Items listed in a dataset
....................
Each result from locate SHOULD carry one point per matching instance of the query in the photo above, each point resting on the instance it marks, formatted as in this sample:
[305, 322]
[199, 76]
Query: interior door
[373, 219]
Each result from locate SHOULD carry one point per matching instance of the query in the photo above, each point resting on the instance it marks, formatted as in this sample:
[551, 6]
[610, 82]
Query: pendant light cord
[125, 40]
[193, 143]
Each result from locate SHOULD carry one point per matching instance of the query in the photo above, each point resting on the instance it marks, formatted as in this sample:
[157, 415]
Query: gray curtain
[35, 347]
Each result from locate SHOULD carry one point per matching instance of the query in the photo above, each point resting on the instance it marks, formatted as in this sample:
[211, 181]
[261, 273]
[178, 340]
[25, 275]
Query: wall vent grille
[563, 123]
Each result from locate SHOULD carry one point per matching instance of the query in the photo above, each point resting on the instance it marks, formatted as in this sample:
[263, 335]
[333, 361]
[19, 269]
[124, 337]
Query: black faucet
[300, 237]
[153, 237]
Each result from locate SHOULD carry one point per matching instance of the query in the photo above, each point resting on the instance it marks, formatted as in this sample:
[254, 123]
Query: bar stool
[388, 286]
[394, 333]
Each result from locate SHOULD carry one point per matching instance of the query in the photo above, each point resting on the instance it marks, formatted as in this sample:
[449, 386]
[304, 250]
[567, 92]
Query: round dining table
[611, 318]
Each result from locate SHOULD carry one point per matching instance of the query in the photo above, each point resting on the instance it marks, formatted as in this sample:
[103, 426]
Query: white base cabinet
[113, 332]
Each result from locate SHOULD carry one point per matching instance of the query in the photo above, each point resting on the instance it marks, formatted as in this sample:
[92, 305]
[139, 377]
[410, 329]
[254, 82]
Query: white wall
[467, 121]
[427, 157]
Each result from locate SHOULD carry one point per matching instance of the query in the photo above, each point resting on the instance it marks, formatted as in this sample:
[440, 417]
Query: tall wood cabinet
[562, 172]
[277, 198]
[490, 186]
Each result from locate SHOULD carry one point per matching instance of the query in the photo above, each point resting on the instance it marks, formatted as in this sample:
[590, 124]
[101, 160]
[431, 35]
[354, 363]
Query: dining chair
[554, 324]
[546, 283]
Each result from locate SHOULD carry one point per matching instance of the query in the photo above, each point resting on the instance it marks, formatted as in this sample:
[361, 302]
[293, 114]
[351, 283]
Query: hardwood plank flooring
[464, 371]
....................
◆ YOUR OBJECTIVE
Exactly as shown above, return every record.

◆ SOLUTION FOR THIS EXERCISE
Each result from locate SHOULD carry one point per matching instance of the query in the photo above, each point resting on the instance it marks, formatted as in this sample:
[305, 322]
[199, 76]
Query: interior door
[373, 219]
Each result from locate SHOULD carry one point per matching instance of the query in the photo above, each point resting on the instance it marks, formatted as in this sample:
[551, 6]
[610, 82]
Query: pendant light cord
[125, 40]
[193, 143]
Each result from locate SHOULD carry one point per matching instance of the query in the photo above, each point resting on the instance it marks, formatted as in this sample:
[157, 415]
Query: gray curtain
[35, 347]
Each result from locate SHOULD carry one point per matching instance of the query in the photo above, each point resting on the instance it marks, formatted as in this sample:
[211, 181]
[261, 273]
[178, 340]
[25, 275]
Query: wall vent grille
[563, 123]
Each result from locate SHOULD carry one point per matching instance of the query in the photo above, each point resting on the instance it marks, formatted as in this sample:
[263, 335]
[333, 361]
[19, 269]
[124, 337]
Query: black faucet
[300, 237]
[153, 237]
Each result from locate SHOULD carry one point per matching instance of the query in the photo above, each point resting on the instance it marks, formatted as in this sample:
[254, 123]
Query: bar stool
[388, 286]
[394, 333]
Each result from locate SHOULD carry one point per matching instance of the query in the photo above, each point resting on the instance it marks, formatted as in this sample:
[449, 386]
[304, 250]
[567, 92]
Query: round dining table
[611, 318]
Each result from locate SHOULD carry one point per matching instance of the query in the photo above, each point resting on the instance it marks, formatted as in this sample:
[103, 426]
Query: white base cabinet
[113, 332]
Each result from locate SHOULD carry one point per matching instance of the query in the photo above, each point resting on the instance it marks, formatted as in this sample:
[92, 305]
[139, 377]
[410, 329]
[254, 82]
Query: white wall
[467, 121]
[427, 157]
Each result from locate SHOULD carry one point per matching instance of the query in the photo above, each point resting on the instance it marks, formatted as in this sample:
[440, 417]
Query: tall wood cabinet
[562, 172]
[277, 198]
[490, 186]
Each result from locate SHOULD carry one point per matching instance of the query in the photo above, each point resting on the instance it marks, formatted as in this sample:
[590, 124]
[101, 160]
[431, 35]
[354, 363]
Query: dining chair
[554, 324]
[546, 283]
Each result from locate SHOULD carry one point per matching instance of the query in the photo above, each point resting on the instance it marks, formatted as in this sample:
[361, 302]
[293, 114]
[351, 283]
Query: hardwood plank flooring
[464, 371]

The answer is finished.